Extracted records
——

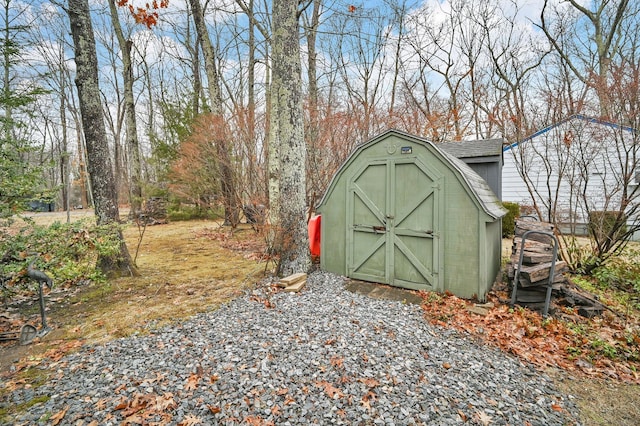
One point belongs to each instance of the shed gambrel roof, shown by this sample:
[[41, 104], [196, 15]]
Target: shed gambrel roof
[[475, 148], [485, 196], [476, 184]]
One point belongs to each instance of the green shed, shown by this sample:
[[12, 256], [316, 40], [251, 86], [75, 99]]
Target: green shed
[[400, 211]]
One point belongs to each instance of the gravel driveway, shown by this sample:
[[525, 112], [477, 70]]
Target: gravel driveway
[[322, 356]]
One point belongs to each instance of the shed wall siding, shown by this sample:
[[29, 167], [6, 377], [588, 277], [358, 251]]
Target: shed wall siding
[[467, 263]]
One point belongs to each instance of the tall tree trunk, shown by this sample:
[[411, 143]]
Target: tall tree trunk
[[286, 101], [102, 179], [132, 144], [227, 184]]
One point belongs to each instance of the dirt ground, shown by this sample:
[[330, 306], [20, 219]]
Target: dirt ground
[[191, 267]]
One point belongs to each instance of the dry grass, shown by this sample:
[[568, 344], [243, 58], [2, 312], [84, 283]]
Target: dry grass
[[185, 268], [191, 267]]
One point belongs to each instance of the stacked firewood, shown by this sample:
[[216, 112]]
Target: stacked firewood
[[533, 279], [155, 211]]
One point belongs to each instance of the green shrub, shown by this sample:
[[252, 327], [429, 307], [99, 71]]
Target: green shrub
[[66, 252], [509, 220]]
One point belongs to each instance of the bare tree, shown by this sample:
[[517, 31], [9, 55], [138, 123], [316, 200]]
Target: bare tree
[[227, 182], [608, 27], [131, 141], [287, 120], [102, 180]]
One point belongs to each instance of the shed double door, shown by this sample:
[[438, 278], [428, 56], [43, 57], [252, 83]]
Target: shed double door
[[394, 223]]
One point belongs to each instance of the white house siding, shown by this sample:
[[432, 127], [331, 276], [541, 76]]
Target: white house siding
[[562, 162]]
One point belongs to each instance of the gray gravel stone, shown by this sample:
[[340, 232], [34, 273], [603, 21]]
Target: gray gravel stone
[[322, 356]]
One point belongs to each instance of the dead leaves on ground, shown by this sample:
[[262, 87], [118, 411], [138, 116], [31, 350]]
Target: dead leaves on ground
[[542, 342], [252, 247]]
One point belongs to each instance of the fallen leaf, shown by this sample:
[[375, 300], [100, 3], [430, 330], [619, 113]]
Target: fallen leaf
[[192, 382], [332, 391], [275, 410], [483, 418], [370, 382], [190, 420]]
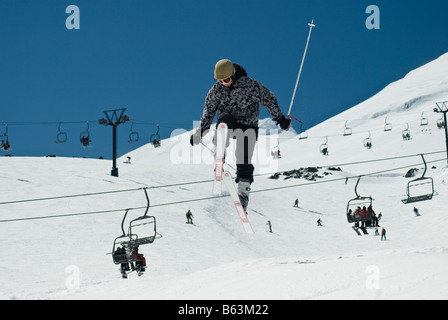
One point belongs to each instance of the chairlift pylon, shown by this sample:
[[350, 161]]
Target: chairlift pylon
[[133, 135], [420, 189], [62, 136], [406, 134]]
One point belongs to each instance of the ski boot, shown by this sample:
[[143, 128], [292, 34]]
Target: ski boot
[[243, 193]]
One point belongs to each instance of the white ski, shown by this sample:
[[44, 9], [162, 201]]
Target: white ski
[[221, 136], [231, 187]]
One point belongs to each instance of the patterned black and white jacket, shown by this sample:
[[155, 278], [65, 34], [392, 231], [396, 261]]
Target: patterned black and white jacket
[[241, 101]]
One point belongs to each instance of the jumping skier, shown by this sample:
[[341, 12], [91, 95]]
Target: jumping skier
[[236, 98], [189, 216]]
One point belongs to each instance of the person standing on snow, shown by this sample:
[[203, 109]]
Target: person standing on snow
[[236, 98]]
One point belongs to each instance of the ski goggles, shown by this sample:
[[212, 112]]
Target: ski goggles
[[222, 81]]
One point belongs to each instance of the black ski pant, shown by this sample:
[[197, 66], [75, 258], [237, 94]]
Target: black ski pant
[[246, 138]]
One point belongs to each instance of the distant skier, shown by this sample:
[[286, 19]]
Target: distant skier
[[269, 224], [236, 98], [296, 203], [189, 216], [416, 212]]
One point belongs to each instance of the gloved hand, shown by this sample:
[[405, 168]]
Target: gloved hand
[[195, 138], [284, 122]]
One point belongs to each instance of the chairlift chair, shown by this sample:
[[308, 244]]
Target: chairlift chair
[[423, 121], [387, 126], [4, 140], [368, 142], [347, 130], [353, 214], [324, 147], [85, 137], [155, 138], [303, 134], [275, 152], [125, 247], [406, 134], [420, 189], [133, 135], [62, 136]]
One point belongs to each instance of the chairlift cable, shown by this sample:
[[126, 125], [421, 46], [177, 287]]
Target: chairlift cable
[[207, 198]]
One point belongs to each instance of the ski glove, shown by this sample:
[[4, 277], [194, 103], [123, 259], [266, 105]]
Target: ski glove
[[284, 122], [195, 139]]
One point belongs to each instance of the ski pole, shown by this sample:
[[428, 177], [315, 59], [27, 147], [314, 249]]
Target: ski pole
[[301, 65]]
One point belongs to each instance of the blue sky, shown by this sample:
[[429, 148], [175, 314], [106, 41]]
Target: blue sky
[[156, 59]]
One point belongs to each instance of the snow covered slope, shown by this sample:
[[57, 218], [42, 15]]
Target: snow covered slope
[[60, 249]]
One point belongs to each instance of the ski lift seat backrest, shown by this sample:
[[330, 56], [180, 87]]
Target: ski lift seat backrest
[[353, 215], [420, 189], [423, 193]]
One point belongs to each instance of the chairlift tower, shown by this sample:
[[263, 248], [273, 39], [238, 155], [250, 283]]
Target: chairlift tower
[[442, 107], [114, 118]]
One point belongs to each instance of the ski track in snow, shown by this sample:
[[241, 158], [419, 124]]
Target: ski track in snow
[[69, 257]]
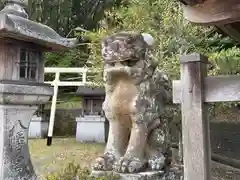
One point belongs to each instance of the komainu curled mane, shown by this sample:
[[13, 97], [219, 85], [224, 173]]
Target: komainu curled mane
[[136, 93]]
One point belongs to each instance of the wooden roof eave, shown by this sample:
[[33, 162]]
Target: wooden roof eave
[[15, 27], [213, 12]]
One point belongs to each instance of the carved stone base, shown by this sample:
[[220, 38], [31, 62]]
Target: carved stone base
[[14, 154], [172, 174]]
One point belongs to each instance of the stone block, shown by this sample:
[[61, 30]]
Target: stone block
[[90, 129]]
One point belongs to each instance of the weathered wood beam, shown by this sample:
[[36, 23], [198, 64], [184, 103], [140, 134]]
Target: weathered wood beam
[[217, 89], [195, 126], [213, 12]]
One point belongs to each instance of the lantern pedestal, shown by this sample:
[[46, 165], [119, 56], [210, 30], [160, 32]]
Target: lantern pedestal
[[18, 103]]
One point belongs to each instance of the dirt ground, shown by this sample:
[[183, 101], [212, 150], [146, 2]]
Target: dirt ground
[[63, 151]]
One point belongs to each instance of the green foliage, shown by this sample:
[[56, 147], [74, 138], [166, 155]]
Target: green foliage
[[74, 171]]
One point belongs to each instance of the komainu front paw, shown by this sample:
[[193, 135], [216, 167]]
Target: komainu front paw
[[157, 163], [130, 165], [105, 162]]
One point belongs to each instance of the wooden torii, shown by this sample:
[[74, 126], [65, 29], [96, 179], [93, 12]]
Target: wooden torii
[[195, 88]]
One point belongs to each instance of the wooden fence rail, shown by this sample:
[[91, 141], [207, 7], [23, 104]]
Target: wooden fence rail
[[192, 92]]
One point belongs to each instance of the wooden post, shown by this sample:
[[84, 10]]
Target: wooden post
[[195, 126], [53, 110]]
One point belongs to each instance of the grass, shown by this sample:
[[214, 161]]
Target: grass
[[63, 151], [55, 158]]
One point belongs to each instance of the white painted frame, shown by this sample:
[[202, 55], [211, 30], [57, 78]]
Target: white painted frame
[[56, 83]]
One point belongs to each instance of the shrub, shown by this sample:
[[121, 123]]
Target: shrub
[[75, 172]]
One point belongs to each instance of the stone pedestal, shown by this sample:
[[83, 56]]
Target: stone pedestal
[[18, 103], [38, 127], [90, 129]]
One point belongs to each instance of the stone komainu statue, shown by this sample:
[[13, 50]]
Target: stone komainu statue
[[136, 93]]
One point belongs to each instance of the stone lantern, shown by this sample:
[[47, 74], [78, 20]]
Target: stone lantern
[[22, 46]]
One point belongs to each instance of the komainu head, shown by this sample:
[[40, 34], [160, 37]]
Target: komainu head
[[125, 46]]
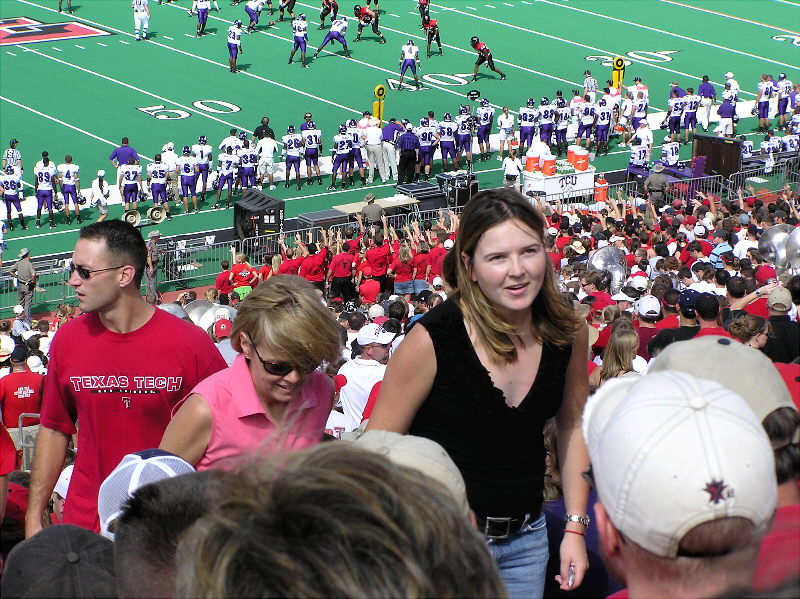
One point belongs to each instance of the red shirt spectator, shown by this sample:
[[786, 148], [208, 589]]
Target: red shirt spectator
[[21, 392], [402, 270], [313, 268], [378, 258]]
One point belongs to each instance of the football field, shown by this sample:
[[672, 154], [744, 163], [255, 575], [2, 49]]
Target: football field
[[77, 83]]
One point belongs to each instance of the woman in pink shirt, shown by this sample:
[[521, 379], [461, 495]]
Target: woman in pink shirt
[[273, 397]]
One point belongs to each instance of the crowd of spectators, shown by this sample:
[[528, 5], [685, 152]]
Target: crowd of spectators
[[695, 347]]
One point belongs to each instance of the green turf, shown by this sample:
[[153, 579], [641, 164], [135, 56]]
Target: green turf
[[81, 96]]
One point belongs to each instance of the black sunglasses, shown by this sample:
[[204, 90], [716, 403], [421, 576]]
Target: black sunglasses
[[279, 368], [85, 273]]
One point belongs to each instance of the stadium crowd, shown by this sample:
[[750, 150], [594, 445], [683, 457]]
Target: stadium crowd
[[334, 335]]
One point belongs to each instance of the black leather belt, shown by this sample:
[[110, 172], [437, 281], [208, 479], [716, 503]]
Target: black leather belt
[[500, 528]]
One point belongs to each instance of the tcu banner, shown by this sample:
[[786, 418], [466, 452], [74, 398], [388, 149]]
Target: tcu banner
[[22, 30]]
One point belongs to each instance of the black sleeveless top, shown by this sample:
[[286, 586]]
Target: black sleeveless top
[[498, 449]]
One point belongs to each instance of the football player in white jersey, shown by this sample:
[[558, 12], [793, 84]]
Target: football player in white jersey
[[157, 173], [300, 33], [670, 151], [70, 187], [141, 18], [11, 190], [234, 44], [188, 170], [266, 148], [312, 140], [130, 184], [226, 165], [409, 59], [204, 154], [202, 7]]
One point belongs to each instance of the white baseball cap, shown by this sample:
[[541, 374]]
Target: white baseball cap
[[742, 369], [422, 454], [670, 451], [648, 305], [373, 333], [134, 471]]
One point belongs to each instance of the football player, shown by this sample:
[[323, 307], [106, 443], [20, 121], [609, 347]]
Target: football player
[[129, 184], [11, 190], [202, 7], [336, 33], [157, 173], [70, 187], [447, 140], [226, 164], [288, 6], [464, 124], [248, 161], [188, 170], [427, 136], [484, 55], [341, 151], [603, 125], [203, 152], [784, 91], [234, 44], [141, 18], [409, 59], [355, 152], [329, 7], [312, 140], [365, 17], [431, 27], [485, 117], [528, 115], [292, 146], [300, 32]]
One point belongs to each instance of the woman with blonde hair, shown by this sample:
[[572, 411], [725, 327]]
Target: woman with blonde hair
[[273, 397], [402, 269], [619, 353], [482, 372], [750, 329]]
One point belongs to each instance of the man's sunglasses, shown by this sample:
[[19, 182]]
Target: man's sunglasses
[[85, 273], [280, 368]]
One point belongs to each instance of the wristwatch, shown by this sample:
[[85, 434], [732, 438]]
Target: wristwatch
[[585, 520]]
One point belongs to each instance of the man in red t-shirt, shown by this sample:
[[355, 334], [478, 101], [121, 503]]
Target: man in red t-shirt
[[20, 391], [118, 369], [222, 282]]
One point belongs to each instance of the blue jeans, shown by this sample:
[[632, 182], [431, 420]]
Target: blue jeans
[[523, 560]]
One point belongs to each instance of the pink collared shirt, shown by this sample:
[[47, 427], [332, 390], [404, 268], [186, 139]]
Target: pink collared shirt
[[242, 431]]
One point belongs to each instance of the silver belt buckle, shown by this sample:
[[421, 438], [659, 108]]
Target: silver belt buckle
[[493, 520]]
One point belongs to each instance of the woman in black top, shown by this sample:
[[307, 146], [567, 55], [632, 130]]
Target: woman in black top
[[482, 374]]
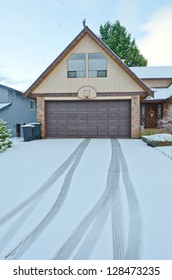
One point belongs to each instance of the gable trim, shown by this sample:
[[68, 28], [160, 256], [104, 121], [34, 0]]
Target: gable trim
[[68, 49]]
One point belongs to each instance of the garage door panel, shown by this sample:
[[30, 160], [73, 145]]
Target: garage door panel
[[88, 118]]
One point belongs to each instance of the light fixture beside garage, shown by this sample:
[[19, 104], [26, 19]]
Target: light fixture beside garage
[[87, 92]]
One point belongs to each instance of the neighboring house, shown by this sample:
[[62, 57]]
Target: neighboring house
[[15, 109], [159, 78], [88, 92]]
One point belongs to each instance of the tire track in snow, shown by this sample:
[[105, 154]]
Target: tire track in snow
[[31, 237], [98, 214], [112, 185], [117, 230], [31, 202], [44, 187], [134, 236]]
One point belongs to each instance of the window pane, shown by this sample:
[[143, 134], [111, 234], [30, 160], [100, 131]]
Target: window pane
[[77, 63], [96, 62]]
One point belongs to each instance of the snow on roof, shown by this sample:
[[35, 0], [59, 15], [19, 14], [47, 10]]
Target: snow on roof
[[3, 105], [162, 93], [153, 72]]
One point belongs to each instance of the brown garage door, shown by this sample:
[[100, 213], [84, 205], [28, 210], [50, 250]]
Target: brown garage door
[[88, 118]]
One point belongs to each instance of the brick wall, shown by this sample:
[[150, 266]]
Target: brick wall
[[41, 114], [135, 117]]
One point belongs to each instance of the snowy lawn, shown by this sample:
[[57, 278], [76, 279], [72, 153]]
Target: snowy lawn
[[81, 199]]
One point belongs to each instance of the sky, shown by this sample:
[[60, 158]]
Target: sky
[[33, 33]]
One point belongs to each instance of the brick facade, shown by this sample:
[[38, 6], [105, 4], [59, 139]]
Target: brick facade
[[41, 114], [135, 117]]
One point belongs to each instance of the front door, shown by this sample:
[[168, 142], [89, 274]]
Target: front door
[[151, 115]]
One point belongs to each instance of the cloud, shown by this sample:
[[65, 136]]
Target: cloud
[[156, 45], [21, 85]]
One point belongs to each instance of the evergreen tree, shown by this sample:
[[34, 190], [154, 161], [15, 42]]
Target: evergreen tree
[[116, 37], [5, 141]]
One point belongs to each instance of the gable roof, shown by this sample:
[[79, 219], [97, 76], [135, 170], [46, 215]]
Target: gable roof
[[76, 40], [10, 90], [4, 106], [153, 72]]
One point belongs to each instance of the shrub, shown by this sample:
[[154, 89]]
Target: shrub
[[5, 136]]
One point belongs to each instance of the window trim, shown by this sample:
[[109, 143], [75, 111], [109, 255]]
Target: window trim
[[77, 71], [32, 107]]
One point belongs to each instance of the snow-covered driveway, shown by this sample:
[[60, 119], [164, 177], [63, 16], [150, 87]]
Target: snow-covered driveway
[[85, 199]]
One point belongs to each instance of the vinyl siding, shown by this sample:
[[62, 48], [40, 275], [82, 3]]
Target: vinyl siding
[[117, 79]]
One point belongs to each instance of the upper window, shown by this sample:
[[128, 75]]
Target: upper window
[[32, 105], [77, 66], [97, 65]]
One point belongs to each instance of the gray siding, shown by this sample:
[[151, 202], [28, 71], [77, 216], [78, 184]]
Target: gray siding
[[19, 111]]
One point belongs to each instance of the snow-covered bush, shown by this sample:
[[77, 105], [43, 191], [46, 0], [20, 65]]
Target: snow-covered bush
[[163, 139], [5, 136], [166, 123]]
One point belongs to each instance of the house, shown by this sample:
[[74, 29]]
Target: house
[[159, 78], [88, 91], [15, 109]]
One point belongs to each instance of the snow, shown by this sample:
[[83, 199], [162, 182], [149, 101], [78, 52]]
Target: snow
[[3, 105], [137, 212], [161, 93], [28, 125], [162, 137], [152, 72]]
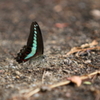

——

▶ _Exercise instructions_: Look back at the entries above. Retype the line with "Target: brick facade", the line with "One point belongs to each instance of the gable roof, shown", and all lines in between.

▶ _Answer for this exercise_:
Target: brick facade
[[41, 114], [135, 117]]
One point belongs to each instance of the front door, shown by this sample:
[[168, 142], [89, 274]]
Target: front door
[[151, 115]]
One point belongs to each instance of the cloud, shown by this sample:
[[65, 136]]
Target: cloud
[[156, 45], [21, 85]]
One point belongs to each instance of the evergreen tree, shown by this sample:
[[34, 190], [154, 161], [15, 42]]
Target: evergreen tree
[[116, 37], [5, 141]]
One point belongs to each instance of the gable roof, shown by this sample:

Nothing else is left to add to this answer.